_Directions_:
A) Translate this sentence from the forum thread about Ops Manager into Spanish: "Hi, the issue may be caused by outdated host mappings."
B) In the forum thread about Ops Manager, switch "backup" to "sharding" and write out the passage from "Refer to this" up to and including "still investigating it.".
C) Pick up the forum thread about Ops Manager where it stops, and write what comes next.

_Selection_:
____________
Ercin_Demir · January 28, 2022, 11:13pm

Hi there,

I’m facing the same issue. My ops-manager-db pods are just running fine but it seems down on OpsManager UI. Did you manage to solve it? @finisky

finisky · February 5, 2022, 3:48am

Hi, the issue may be caused by outdated host mappings. Try to delete all host mappings in the Ops Manager?

Refer to this post: MongoDB Agent Host Discovery Issue

Ercin_Demir · February 5, 2022, 11:23pm

Thank you for your reply @finisky. I tried your suggestion, however, it turns out the issue is different. After commenting here, I found AuthenticationFailed logs under mongodb-agent-monitoring logs. It was working totally fine. I just disabled backup and then ended up with this issue. I am still investigating it.

[2022-02-05T22:40:48.436+0000] [metrics.status.collector-ops-manager-db-2.ops-manager-db-svc.mongodb.svc.cluster.local:27017.error] [monitoring/collector.go:looper:254] Failure during status metrics collection.
____________
_Provided data_:

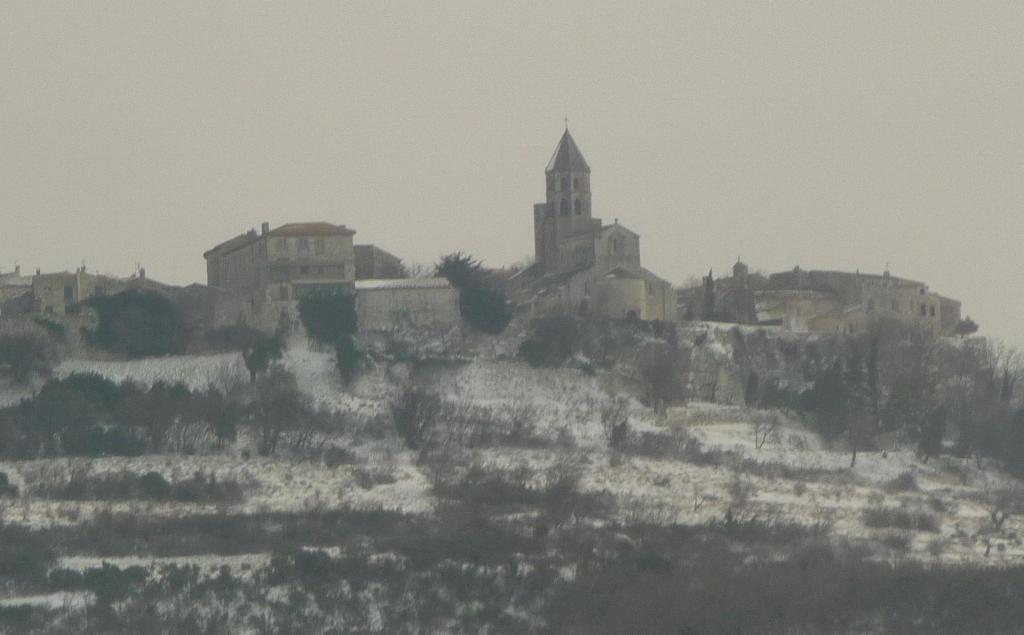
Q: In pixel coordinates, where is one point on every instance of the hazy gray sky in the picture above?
(833, 134)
____________
_Responses by task_:
A) Hola, el problema puede deberse a asignaciones de host desactualizadas.

B)
Refer to this post: MongoDB Agent Host Discovery Issue

Ercin_Demir · February 5, 2022, 11:23pm

Thank you for your reply @finisky. I tried your suggestion, however, it turns out the issue is different. After commenting here, I found AuthenticationFailed logs under mongodb-agent-monitoring logs. It was working totally fine. I just disabled sharding and then ended up with this issue. I am still investigating it.

C)
Failed to get connectionStatus. Err: `connection() : auth error: sasl conversation error: unable to authenticate using mechanism "SCRAM-SHA-256": (AuthenticationFailed) Authentication failed.`
	at cm/monitoring/dialing.go:491
	at cm/monitoring/dialing.go:240
	at cm/monitoring/dialing.go:351
	at cm/monitoring/dialing.go:368
	at louisaberger/procexec/concurrency.go:45
	at src/runtime/asm_amd64.s:1374
[22:40:48.448] All 0 Mongo processes are in goal state. Monitoring in goal state

Here is my OpsManager manifest if it helps in any way to troubleshoot. I assume this automation user is being created by OpsManager itself, therefore, I don’t know how it was working now but not now.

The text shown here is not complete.